Is your doctor a real doctor? – Cancer Defeated

Is your doctor a real doctor?

By Lee Euler / January 27, 2010

If you’ve read much about alternative health, you’ve come across the word “naturopath” or you’ve seen the initials “ND” (instead of “MD”) following a doctor’s name. The doctors we interview in our Special Reports are often ND’s. The initials stand for doctor of naturopathy.

You’ve probably seen the word, but you may wonder what it means, and what kind of qualifications and training the person has. I know I wonder all the time. What the heck IS an ND? Who are these people? Keep reading, because I decided to look into it and I’m going to tell you what I found.

And let me say right off: here at Cancer Defeated we’ve been researching alternative cancer treatments for about four years, and some of the best people we’ve come across are naturopathic doctors. In fact, some of the best cancer experts aren’t ANY kind of doctor at all. They come from other fields.

I’m mainly interested in results, so I haven’t personally looked into the ND credential and what it means — until now. I don’t care all that much about what the diploma on the wall says.

An embarrassing revelation…

But at the same time, I have a confession to make. I have to admit I feel a bit deflated when someone who calls himself a doctor turns out to be an ND instead of an MD. It’s like a little voice in my head says, “Oh, you mean he’s not a real doctor.”

I should kick myself, but the mainstream medical profession has surrounded itself with such an aura of superiority, I’m still a bit intimidated by their smug claims. The propaganda has worked. After all, we’ve been exposed to it all our lives. They’re the establishment and they’ve got all the power and most of the money.

If nothing else, I know MD’s are pretty bright and they’ve survived just about the toughest obstacle course in the education industry. But I also know something else. I went to a so-called elite school way back in the 1970s. About half the undergrads were trying to get into medical school. No kidding, that’s how many guys at my college wanted to be doctors (it was an all-male college back in those days).

And even at that tender age I knew I didn’t want most of these guys treating me for even an ingrown toenail. They wanted to become doctors for the money and the social status. Even as kids they were about as caring as rattlesnakes. Sounds harsh, but it was true. I saw it with my own 19-year-old eyes. Oh, heavens, they studied hard and were bright, but did they care about healing? No. Period.

» **INFORMATION GIVEN**
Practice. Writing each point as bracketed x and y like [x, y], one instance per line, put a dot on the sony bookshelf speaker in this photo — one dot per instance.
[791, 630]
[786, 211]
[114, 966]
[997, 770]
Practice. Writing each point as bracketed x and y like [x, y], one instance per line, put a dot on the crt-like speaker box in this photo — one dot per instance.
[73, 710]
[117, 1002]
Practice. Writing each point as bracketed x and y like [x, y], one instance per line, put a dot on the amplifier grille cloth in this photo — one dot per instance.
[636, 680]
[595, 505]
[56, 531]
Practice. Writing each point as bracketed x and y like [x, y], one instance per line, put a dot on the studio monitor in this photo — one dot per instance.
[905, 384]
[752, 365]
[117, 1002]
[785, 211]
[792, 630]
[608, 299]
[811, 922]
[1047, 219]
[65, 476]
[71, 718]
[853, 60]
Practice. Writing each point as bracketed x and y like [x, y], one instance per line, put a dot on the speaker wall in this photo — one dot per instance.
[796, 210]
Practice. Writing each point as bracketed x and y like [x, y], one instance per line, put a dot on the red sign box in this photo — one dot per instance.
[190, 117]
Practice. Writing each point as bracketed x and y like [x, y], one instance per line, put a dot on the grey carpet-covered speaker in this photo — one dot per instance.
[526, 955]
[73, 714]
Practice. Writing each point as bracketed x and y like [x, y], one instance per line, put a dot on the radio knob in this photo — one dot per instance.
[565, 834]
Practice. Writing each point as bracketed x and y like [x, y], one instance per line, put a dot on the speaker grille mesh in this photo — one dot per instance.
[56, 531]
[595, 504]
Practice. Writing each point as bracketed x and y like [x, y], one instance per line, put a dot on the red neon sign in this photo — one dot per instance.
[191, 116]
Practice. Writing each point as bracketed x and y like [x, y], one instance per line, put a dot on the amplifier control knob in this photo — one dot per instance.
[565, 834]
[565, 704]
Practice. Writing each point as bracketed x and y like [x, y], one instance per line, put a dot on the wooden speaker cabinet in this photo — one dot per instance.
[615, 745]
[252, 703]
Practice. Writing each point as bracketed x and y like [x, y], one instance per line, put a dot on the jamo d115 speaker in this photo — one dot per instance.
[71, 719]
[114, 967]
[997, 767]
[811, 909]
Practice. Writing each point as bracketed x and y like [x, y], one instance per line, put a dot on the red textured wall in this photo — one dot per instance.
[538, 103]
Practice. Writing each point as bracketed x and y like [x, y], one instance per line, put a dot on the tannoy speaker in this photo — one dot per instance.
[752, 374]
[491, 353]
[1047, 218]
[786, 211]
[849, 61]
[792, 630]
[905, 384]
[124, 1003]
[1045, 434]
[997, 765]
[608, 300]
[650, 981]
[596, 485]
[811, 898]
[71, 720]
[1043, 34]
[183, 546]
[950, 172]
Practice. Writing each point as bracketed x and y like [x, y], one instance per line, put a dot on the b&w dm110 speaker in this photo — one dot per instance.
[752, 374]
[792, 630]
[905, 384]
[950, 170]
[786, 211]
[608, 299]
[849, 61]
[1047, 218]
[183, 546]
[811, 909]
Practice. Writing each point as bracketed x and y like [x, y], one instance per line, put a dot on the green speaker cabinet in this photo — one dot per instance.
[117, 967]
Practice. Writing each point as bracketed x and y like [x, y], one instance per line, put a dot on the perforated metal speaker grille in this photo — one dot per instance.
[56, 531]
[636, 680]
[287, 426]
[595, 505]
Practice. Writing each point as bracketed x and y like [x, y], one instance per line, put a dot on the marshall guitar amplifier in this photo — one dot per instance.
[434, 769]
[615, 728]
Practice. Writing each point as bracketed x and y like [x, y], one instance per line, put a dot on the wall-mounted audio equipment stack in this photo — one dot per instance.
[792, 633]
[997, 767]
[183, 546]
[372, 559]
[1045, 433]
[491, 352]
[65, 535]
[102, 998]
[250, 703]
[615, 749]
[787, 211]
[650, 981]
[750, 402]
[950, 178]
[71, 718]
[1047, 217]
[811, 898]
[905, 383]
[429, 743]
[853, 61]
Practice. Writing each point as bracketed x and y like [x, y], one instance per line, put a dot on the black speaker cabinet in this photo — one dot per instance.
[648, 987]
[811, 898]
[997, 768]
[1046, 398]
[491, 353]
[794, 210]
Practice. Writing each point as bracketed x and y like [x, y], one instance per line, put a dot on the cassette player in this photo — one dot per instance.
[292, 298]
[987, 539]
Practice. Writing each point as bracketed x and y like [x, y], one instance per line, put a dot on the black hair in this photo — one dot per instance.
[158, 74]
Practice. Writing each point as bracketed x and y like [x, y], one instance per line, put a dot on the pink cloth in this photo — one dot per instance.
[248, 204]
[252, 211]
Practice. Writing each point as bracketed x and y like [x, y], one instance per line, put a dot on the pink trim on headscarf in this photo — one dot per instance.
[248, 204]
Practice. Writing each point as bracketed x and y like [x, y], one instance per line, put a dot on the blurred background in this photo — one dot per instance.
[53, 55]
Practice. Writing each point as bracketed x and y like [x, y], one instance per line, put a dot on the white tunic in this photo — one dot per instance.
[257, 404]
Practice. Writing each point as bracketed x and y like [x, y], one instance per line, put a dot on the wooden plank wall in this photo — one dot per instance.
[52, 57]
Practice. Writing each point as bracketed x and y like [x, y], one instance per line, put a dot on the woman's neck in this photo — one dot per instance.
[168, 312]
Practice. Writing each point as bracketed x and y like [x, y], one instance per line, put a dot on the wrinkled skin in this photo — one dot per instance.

» **REQUIRED ACTION 1**
According to the article on naturopathic doctors, for about how long has Cancer Defeated been researching alternative cancer treatments?
» **REQUIRED ACTION 2**
Quote word for word the stretch of the naturopathic doctors article from "I should kick" through "in those days).".
» **REQUIRED ACTION 3**
Write the next part of the article on naturopathic doctors, picking up after its final sentence.

» **RESULT 1**
About four years.

» **RESULT 2**
I should kick myself, but the mainstream medical profession has surrounded itself with such an aura of superiority, I’m still a bit intimidated by their smug claims. The propaganda has worked. After all, we’ve been exposed to it all our lives. They’re the establishment and they’ve got all the power and most of the money.

If nothing else, I know MD’s are pretty bright and they’ve survived just about the toughest obstacle course in the education industry. But I also know something else. I went to a so-called elite school way back in the 1970s. About half the undergrads were trying to get into medical school. No kidding, that’s how many guys at my college wanted to be doctors (it was an all-male college back in those days).

» **RESULT 3**
Their interest in medicine — if they even had any — was more like the interest kids these days have in computers. They were fascinated by the science and technology aspect. But most of them didn’t rise to even that level of interest. It was all about having a lucrative, high-status career.

So I have no hesitation about recommending other types of medicine, including naturopathy. I’ve had great success treating myself with alternatives. Give me a “quack” any old day. My friends and relatives who stuck with conventional medicine are falling apart around me, while I’m not doing too badly for someone my age. What’s more, surveys show the same is true of most people who are into alternative medicine. We’re a healthy bunch.

So now let me help you choose your “quack.”

What’s a naturpath? I finally found out!

The truth is that many naturopathic doctors have a lot of the same skills as conventional doctors, but they receive additional training in natural therapies and a commitment to heal the body, not medicate it.

Just look at the six values that govern them — all of which are centered around a natural approach to healing.

The first commits them to treating the cause of an illness instead of just suppressing the symptoms, as in conventional medicine.

Second, they follow the mantra to “First, do no harm.” Meaning they steer clear of drugs and procedures with harmful side effects.

Patient education is the third core value. Naturopathic doctors believe being a physician means teaching, not dominating a patient.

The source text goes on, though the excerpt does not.